## QUOTED PASSAGE
◆ ◆ ◆
Maybe people misinterpret that a renewal of choice implies a thought of not renewing. For whatever reason, the notion of renewal is sometimes avoided. It might be especially important to engage that renewal when forces from outside or within a marriage threaten:
238. In such situations, some have the maturity needed to reaffirm their choice of the other as their partner on life’s journey, despite the limitations of the relationship. They realistically accept that the other cannot fulfill all their cherished dreams. Persons like this avoid thinking of themselves as martyrs; they make the most of whatever possibilities family life gives them and they work patiently at strengthening the marriage bond. They realize, after all, that every crisis can be a new “yes”, enabling love to be renewed, deepened and inwardly strengthened. When crises come, they are unafraid to get to the root of it, to renegotiate basic terms, to achieve a new equilibrium and to move forward together. With this kind of constant openness they are able to face any number of difficult situations. In any event, while realizing that reconciliation is a possibility, we also see that “what is urgently needed today is a ministry to care for those whose marital relationship has broken down”.(Relatio Finalis 2015, 78)
◆ ◆ ◆
## SOURCE DATA
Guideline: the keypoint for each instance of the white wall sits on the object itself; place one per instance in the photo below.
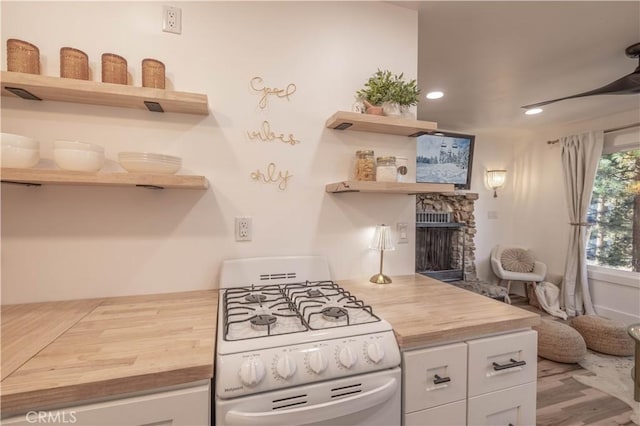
(77, 242)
◆ ◆ ◆
Extend the passage on reaffirming the choice of one's spouse during marital crises, starting after its last sentence. The lines above were taken from a different source than the passage.

## WRITTEN ANSWER
For your reference, remember that Amoris Laetitia is online here.
When I was getting trained as a coach almost a decade ago, there was something of a fetishisation of active choice. Instructors tried to finesse the issue of the very idea of permanent commitments (to spouses, children, et cet.), and never seemed comfortable with the idea that people’s power of active choice includes deciding to fulfilling permanent commitments. For a group of instructors whose operating credo was “What you fear is what runs your life”, there was an underlying fear of having a broken, violated or unfulfilled commitment being judged to be broken, violated or failed…. (At times, one could see the unfortunate residue of est/Forum/The Secret/Law of Attraction crap.)